── Provided information ──
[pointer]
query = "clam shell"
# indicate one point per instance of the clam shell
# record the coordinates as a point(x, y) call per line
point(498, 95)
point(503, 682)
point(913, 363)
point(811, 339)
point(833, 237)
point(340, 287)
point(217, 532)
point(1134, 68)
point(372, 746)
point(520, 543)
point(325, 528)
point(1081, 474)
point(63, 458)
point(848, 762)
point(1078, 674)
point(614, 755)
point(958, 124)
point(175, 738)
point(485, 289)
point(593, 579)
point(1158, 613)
───
Direction: Render every line of the listing above as a Markdown table with the columns Row and Line, skipping any blank lines.

Solution:
| Row | Line |
|---|---|
| 1 | [pointer] |
| 2 | query = "clam shell" |
| 3 | # indicate one point per instance of the clam shell |
| 4 | # record the coordinates as a point(x, y) call per line |
| 5 | point(498, 95) |
| 6 | point(503, 682) |
| 7 | point(913, 363) |
| 8 | point(811, 339) |
| 9 | point(833, 237) |
| 10 | point(340, 287) |
| 11 | point(217, 532) |
| 12 | point(1134, 68) |
| 13 | point(372, 746) |
| 14 | point(520, 543) |
| 15 | point(325, 528) |
| 16 | point(1081, 474) |
| 17 | point(63, 458) |
| 18 | point(848, 762) |
| 19 | point(1078, 674) |
| 20 | point(614, 755) |
| 21 | point(958, 124) |
| 22 | point(175, 738) |
| 23 | point(485, 289) |
| 24 | point(593, 579) |
| 25 | point(1158, 613) |